┏━━

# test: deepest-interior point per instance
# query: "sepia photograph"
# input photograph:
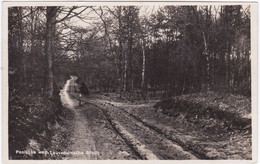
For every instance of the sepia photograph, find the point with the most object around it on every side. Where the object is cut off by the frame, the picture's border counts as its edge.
(119, 81)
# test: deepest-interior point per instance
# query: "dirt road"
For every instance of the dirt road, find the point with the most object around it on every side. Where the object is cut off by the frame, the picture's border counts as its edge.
(102, 131)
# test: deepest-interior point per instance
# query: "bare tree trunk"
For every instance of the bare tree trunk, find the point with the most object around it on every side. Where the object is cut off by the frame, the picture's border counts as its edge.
(125, 71)
(50, 32)
(143, 69)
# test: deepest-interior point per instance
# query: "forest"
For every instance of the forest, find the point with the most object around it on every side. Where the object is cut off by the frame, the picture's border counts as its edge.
(191, 62)
(169, 50)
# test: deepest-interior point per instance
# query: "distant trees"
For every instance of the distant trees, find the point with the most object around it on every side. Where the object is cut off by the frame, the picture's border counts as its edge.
(172, 51)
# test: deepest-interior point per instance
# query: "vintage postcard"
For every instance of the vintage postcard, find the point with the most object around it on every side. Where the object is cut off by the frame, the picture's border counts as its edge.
(113, 82)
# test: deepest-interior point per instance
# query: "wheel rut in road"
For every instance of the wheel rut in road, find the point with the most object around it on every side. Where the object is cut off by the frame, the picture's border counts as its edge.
(92, 133)
(162, 147)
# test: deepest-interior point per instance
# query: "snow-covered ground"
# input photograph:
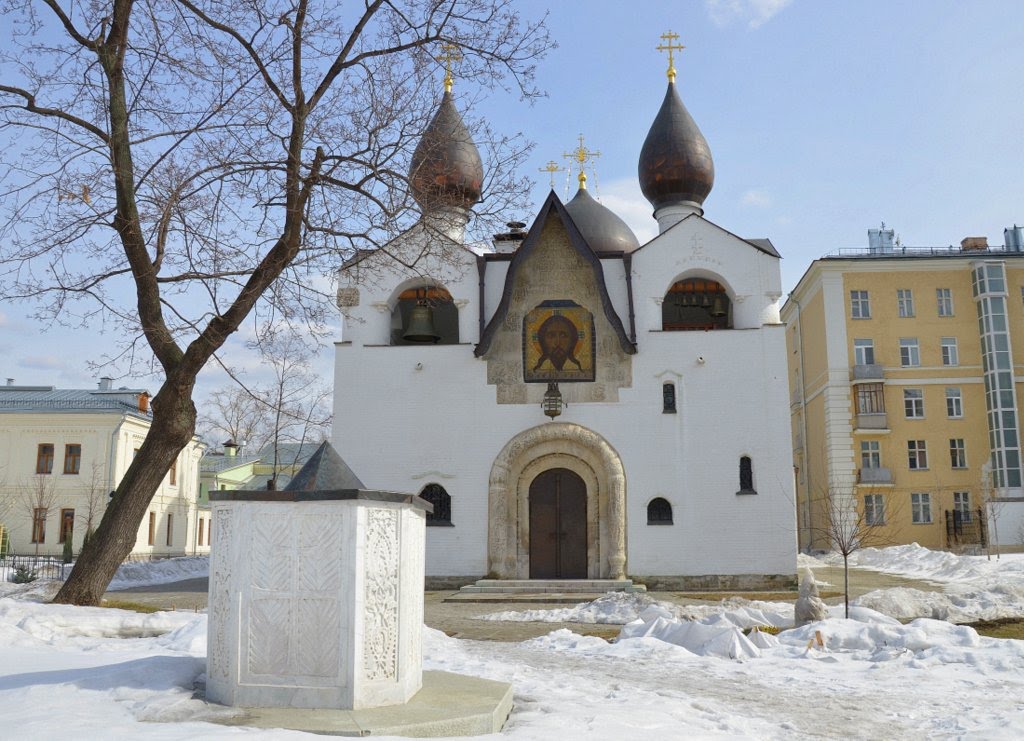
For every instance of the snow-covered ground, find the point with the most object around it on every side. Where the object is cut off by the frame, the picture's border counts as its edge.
(107, 673)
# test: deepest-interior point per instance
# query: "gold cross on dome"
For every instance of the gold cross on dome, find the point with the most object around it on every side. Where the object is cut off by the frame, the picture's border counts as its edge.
(551, 168)
(670, 37)
(450, 53)
(583, 156)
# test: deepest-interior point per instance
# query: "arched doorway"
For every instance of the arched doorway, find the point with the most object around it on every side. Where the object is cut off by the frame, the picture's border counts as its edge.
(558, 526)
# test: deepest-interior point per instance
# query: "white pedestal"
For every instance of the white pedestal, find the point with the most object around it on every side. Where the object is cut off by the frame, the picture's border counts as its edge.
(316, 603)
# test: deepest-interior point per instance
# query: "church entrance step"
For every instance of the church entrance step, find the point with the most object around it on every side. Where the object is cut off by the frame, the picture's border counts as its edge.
(550, 586)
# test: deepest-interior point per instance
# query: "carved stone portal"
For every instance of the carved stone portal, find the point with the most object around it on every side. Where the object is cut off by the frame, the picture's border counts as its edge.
(522, 460)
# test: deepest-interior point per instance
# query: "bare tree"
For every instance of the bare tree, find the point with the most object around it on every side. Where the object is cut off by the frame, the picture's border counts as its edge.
(38, 497)
(214, 160)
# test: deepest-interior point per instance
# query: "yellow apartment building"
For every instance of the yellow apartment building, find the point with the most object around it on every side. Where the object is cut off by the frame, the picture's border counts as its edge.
(905, 368)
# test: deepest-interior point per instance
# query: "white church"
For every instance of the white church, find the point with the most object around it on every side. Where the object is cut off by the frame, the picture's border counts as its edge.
(574, 404)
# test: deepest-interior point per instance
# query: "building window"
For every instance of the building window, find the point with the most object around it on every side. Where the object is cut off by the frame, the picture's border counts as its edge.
(962, 506)
(875, 510)
(73, 459)
(954, 402)
(67, 525)
(436, 495)
(870, 454)
(957, 452)
(658, 512)
(860, 305)
(870, 399)
(916, 454)
(945, 300)
(669, 398)
(950, 354)
(909, 352)
(921, 508)
(747, 476)
(44, 459)
(863, 352)
(904, 302)
(913, 403)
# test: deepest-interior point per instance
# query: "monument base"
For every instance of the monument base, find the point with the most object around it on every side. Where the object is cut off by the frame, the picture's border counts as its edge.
(448, 705)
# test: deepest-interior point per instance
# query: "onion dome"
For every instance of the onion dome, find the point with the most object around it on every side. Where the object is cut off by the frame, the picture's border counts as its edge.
(602, 229)
(446, 170)
(676, 167)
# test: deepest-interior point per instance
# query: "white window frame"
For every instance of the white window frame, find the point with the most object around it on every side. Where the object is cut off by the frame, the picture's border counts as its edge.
(950, 351)
(913, 403)
(944, 299)
(860, 305)
(921, 508)
(904, 303)
(909, 352)
(863, 352)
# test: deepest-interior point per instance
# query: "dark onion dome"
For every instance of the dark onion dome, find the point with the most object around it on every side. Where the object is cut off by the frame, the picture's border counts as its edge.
(602, 229)
(446, 170)
(676, 167)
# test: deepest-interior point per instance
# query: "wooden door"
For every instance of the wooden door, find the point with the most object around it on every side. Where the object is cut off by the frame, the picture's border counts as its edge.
(558, 526)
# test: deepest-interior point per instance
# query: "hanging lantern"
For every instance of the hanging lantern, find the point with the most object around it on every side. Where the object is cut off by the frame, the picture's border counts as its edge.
(552, 403)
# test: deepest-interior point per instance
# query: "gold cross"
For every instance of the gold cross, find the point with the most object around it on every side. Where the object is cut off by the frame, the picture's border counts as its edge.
(582, 155)
(450, 54)
(551, 168)
(669, 37)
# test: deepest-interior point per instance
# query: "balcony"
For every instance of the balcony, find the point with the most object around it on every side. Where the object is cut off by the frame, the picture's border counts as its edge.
(878, 476)
(866, 374)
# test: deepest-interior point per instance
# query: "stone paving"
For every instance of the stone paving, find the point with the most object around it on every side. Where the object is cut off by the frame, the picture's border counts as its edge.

┗━━

OPDRACHT
Welke regels hierboven bevatten de tekenreeks "entrance"? Geef ze allemaal terug, waarbij het verschil tussen hoofdletters en kleine letters telt.

ANTWOORD
# query: "church entrance step"
For every instance of the church entrance step, find the point with the most object around it on every side. Where the object is cut off by the frame, the picture's border counts as its edge.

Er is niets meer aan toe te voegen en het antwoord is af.